══ Exercise materials
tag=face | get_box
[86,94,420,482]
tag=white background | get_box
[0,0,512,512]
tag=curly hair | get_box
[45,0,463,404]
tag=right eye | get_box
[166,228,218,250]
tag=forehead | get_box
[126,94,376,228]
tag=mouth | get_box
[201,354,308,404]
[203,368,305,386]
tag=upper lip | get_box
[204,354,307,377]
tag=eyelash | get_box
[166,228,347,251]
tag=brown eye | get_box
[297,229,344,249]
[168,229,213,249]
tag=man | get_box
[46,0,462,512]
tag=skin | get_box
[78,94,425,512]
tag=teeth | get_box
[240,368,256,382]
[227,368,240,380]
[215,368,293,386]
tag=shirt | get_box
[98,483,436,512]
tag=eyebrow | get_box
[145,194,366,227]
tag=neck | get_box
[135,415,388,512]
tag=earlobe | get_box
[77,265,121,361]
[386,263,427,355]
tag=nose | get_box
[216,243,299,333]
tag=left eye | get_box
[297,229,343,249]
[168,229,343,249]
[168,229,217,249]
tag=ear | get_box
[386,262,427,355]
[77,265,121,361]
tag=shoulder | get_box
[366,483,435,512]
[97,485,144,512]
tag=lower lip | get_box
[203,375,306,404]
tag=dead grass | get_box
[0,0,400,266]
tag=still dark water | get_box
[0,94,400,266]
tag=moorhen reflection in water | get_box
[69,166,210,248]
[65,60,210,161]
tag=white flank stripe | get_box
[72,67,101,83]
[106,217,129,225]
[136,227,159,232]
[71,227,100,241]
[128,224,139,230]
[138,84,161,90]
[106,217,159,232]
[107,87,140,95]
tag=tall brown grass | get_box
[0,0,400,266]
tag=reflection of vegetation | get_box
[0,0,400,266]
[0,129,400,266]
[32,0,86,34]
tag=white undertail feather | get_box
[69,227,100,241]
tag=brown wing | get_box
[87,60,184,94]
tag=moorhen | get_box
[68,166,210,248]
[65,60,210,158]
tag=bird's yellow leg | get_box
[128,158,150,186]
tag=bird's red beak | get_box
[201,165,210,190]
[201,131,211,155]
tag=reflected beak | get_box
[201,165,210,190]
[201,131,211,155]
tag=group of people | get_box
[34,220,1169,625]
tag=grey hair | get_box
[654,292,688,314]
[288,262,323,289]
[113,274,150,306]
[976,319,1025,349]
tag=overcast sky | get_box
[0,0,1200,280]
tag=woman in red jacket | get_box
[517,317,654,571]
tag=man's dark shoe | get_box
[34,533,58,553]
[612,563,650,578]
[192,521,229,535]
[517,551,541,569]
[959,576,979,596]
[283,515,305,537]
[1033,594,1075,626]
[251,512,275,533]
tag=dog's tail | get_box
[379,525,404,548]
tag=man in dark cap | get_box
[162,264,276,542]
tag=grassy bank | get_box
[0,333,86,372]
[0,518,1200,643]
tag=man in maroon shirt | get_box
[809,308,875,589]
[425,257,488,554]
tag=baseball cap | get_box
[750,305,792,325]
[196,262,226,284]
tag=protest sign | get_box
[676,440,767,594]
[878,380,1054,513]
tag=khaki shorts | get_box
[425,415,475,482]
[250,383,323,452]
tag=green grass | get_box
════
* [Do this]
Rewrite all the records with "locate" substituted for each occurrence of "get_box", keeping every other part of the lines the same.

* [Exercise output]
tag=face | locate
[86,94,420,482]
tag=white background | locate
[0,0,512,512]
tag=curly hair | locate
[45,0,463,404]
tag=right eye | locate
[166,228,218,250]
tag=forehead | locate
[126,94,376,228]
tag=mouth | locate
[201,354,308,404]
[203,368,305,386]
tag=upper lip | locate
[204,354,307,377]
tag=eyelash | locate
[166,228,347,251]
tag=brown eye | locate
[297,229,344,249]
[168,229,213,249]
tag=man | locate
[46,0,462,512]
tag=skin | locate
[78,94,425,512]
tag=teeth | locate
[240,368,256,382]
[227,368,240,380]
[215,368,293,386]
tag=shirt | locate
[98,483,436,512]
tag=eyebrow | locate
[145,194,366,227]
tag=neck | locate
[135,415,388,512]
tag=earlobe | locate
[77,265,121,361]
[386,263,427,355]
tag=nose | locate
[216,243,299,333]
tag=left eye | locate
[297,229,343,249]
[168,229,343,249]
[168,229,217,249]
tag=ear | locate
[386,262,427,355]
[77,265,121,361]
tag=shoulder | locate
[366,483,435,512]
[97,485,144,512]
tag=lower lip | locate
[203,375,306,404]
tag=dead grass | locate
[0,0,400,266]
tag=still dark water | locate
[0,94,400,266]
tag=moorhen reflection in water | locate
[69,166,210,248]
[65,60,210,161]
tag=white flank stripe | locate
[72,67,101,83]
[106,217,129,225]
[136,227,159,232]
[71,227,100,241]
[128,224,139,230]
[138,84,161,90]
[106,217,159,232]
[107,87,140,95]
tag=tall brown grass | locate
[0,0,400,266]
tag=reflection of vegetation | locate
[0,0,400,266]
[0,129,400,266]
[32,0,86,34]
tag=white undertail feather | locate
[69,227,100,241]
tag=brown wing | locate
[87,60,184,94]
tag=moorhen | locate
[68,166,210,248]
[65,60,210,158]
tag=bird's yellow leg | locate
[128,158,150,186]
tag=bird's red beak | locate
[201,165,210,190]
[201,131,211,155]
tag=reflected beak | locate
[201,165,210,190]
[201,131,211,155]
tag=group of people | locate
[34,220,1169,625]
tag=grey hair | locate
[654,292,688,314]
[288,262,323,289]
[113,274,150,306]
[976,319,1025,349]
tag=overcast sky | locate
[0,0,1200,280]
tag=woman in red jacket | locate
[517,317,654,571]
tag=man's dark shoe | locate
[34,533,58,553]
[612,563,650,578]
[192,521,229,535]
[517,551,541,569]
[959,576,979,596]
[283,515,305,537]
[1033,594,1075,626]
[251,512,275,533]
tag=dog's tail | locate
[379,525,404,548]
tag=man in dark cap | locate
[162,264,276,542]
tag=grassy bank | locate
[0,333,86,372]
[0,518,1200,643]
tag=man in maroon shirt | locate
[809,308,875,589]
[425,257,488,554]
tag=baseball cap | locate
[750,305,792,325]
[196,262,226,284]
tag=protest sign | locate
[676,440,767,594]
[878,380,1054,513]
tag=khaki shorts | locate
[425,415,475,482]
[250,383,323,452]
tag=green grass | locate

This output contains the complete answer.